**GIVEN INSTRUCTION**
Render the listing below as a Markdown table with two columns, Row and Line. Give each line its own numbered row, and leave out blank lines.

[Start RECORDS FOR THIS TASK]

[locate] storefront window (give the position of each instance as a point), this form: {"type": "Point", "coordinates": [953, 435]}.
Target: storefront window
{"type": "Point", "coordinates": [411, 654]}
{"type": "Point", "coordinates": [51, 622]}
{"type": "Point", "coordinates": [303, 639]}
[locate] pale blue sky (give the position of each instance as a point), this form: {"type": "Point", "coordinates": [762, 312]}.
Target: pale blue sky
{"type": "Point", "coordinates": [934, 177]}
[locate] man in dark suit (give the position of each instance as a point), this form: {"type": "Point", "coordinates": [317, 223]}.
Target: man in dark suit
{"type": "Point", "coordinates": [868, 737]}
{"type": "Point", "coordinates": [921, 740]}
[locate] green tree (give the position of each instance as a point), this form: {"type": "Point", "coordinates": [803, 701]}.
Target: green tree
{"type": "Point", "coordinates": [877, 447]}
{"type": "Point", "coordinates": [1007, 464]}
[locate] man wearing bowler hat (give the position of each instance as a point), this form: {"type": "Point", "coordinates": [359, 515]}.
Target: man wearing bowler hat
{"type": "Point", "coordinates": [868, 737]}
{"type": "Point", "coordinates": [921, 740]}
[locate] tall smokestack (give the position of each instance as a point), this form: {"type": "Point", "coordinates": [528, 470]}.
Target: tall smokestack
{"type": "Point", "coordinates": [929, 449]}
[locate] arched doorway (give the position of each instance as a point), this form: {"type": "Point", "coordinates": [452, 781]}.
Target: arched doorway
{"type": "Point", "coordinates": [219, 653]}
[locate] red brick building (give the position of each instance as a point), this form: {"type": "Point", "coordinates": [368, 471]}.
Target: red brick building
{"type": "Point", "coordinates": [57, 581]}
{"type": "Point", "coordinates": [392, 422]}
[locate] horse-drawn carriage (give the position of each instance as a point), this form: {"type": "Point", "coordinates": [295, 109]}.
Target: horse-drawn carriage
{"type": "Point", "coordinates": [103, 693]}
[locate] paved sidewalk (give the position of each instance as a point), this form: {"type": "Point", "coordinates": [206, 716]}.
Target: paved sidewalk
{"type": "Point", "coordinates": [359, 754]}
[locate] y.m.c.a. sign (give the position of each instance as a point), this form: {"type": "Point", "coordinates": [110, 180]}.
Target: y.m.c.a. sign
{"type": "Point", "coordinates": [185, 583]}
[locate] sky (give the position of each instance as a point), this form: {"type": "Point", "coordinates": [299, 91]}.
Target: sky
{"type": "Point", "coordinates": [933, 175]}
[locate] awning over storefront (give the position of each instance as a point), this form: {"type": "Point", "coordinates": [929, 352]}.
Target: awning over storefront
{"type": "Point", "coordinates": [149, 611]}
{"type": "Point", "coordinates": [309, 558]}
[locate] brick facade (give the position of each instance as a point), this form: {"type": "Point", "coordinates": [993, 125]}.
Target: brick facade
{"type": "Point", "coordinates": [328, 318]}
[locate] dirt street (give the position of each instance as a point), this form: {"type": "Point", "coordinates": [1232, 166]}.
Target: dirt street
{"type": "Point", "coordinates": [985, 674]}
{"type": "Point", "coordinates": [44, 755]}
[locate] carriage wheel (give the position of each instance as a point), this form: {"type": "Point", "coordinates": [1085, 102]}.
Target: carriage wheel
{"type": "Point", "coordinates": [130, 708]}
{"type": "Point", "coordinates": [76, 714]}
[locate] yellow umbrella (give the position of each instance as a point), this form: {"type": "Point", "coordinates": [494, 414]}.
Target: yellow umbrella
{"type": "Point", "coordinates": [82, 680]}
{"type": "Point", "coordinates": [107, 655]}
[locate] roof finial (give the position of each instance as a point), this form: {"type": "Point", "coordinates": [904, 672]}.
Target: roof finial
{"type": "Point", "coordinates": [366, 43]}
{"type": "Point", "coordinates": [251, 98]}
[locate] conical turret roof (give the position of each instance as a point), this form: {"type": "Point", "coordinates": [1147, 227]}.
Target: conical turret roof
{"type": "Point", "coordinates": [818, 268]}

[End RECORDS FOR THIS TASK]

**RESPONSE BELOW**
| Row | Line |
|---|---|
| 1 | [locate] storefront window (give the position of each instance as a point), this form: {"type": "Point", "coordinates": [953, 435]}. |
| 2 | Target: storefront window |
| 3 | {"type": "Point", "coordinates": [411, 654]} |
| 4 | {"type": "Point", "coordinates": [51, 622]} |
| 5 | {"type": "Point", "coordinates": [303, 639]} |
| 6 | [locate] pale blue sky (give the position of each instance as a point), this form: {"type": "Point", "coordinates": [762, 312]}. |
| 7 | Target: pale blue sky |
| 8 | {"type": "Point", "coordinates": [934, 177]} |
| 9 | [locate] man in dark suit (give the position of each instance as a point), this form: {"type": "Point", "coordinates": [317, 223]}. |
| 10 | Target: man in dark suit |
| 11 | {"type": "Point", "coordinates": [868, 737]} |
| 12 | {"type": "Point", "coordinates": [921, 740]} |
| 13 | [locate] green tree (give the position of each instance as a point), this form: {"type": "Point", "coordinates": [803, 701]}. |
| 14 | Target: green tree |
| 15 | {"type": "Point", "coordinates": [877, 447]} |
| 16 | {"type": "Point", "coordinates": [1007, 464]} |
| 17 | [locate] man wearing bowler hat (give the position of each instance as a point), this form: {"type": "Point", "coordinates": [359, 515]}. |
| 18 | Target: man wearing bowler hat |
| 19 | {"type": "Point", "coordinates": [868, 737]} |
| 20 | {"type": "Point", "coordinates": [921, 740]} |
| 21 | [locate] tall smokestack (give the position of each instance as a point), this form: {"type": "Point", "coordinates": [528, 470]}. |
| 22 | Target: tall smokestack |
| 23 | {"type": "Point", "coordinates": [929, 449]} |
| 24 | [locate] arched doorway (give the position of each instance as a point), this form: {"type": "Point", "coordinates": [452, 781]}. |
| 25 | Target: arched doorway |
| 26 | {"type": "Point", "coordinates": [219, 653]} |
| 27 | [locate] red brick building (give the position of each instance as a point), this form: {"type": "Point", "coordinates": [368, 471]}. |
| 28 | Target: red brick building |
| 29 | {"type": "Point", "coordinates": [57, 581]} |
| 30 | {"type": "Point", "coordinates": [392, 422]} |
| 31 | [locate] horse-drawn carriage (give the position of each instance as a point), this form: {"type": "Point", "coordinates": [295, 109]}. |
| 32 | Target: horse-drawn carriage |
| 33 | {"type": "Point", "coordinates": [103, 693]} |
| 34 | [locate] paved sidewalk (give the position of each instance as a point), this form: {"type": "Point", "coordinates": [206, 716]}. |
| 35 | Target: paved sidewalk |
| 36 | {"type": "Point", "coordinates": [359, 754]} |
| 37 | [locate] y.m.c.a. sign (give the position of each instance as a point), this form: {"type": "Point", "coordinates": [110, 180]}. |
| 38 | Target: y.m.c.a. sign |
| 39 | {"type": "Point", "coordinates": [185, 583]} |
| 40 | [locate] sky (give the position of each instance as a point), this form: {"type": "Point", "coordinates": [299, 91]}. |
| 41 | Target: sky |
| 42 | {"type": "Point", "coordinates": [933, 175]} |
| 43 | [locate] awning over storefront (give the position of each instance as a point), this form: {"type": "Point", "coordinates": [929, 352]}. |
| 44 | Target: awning over storefront |
| 45 | {"type": "Point", "coordinates": [149, 611]} |
| 46 | {"type": "Point", "coordinates": [309, 558]} |
| 47 | [locate] brick facade (give the position of each instance as a point), this form: {"type": "Point", "coordinates": [993, 125]}. |
| 48 | Target: brick facade |
| 49 | {"type": "Point", "coordinates": [328, 318]} |
| 50 | [locate] dirt street (give the position of each instance as a point), this form: {"type": "Point", "coordinates": [1232, 166]}. |
| 51 | Target: dirt street |
| 52 | {"type": "Point", "coordinates": [985, 674]} |
| 53 | {"type": "Point", "coordinates": [44, 755]} |
| 54 | [locate] carriage wheel (give the position of each instance as a point), this form: {"type": "Point", "coordinates": [1085, 102]}. |
| 55 | Target: carriage wheel |
| 56 | {"type": "Point", "coordinates": [130, 708]} |
| 57 | {"type": "Point", "coordinates": [76, 714]} |
| 58 | [locate] yellow umbrella (give the position of each instance as a point), this form: {"type": "Point", "coordinates": [494, 414]}. |
| 59 | Target: yellow umbrella |
| 60 | {"type": "Point", "coordinates": [82, 680]} |
| 61 | {"type": "Point", "coordinates": [107, 655]} |
| 62 | [locate] roof finial (give the position of each instance as a point), this form: {"type": "Point", "coordinates": [904, 672]}. |
| 63 | Target: roof finial |
| 64 | {"type": "Point", "coordinates": [366, 43]} |
| 65 | {"type": "Point", "coordinates": [251, 98]} |
| 66 | [locate] conical turret roof (give the position of each instance as a point), this form: {"type": "Point", "coordinates": [1147, 227]}. |
| 67 | Target: conical turret roof |
| 68 | {"type": "Point", "coordinates": [818, 268]} |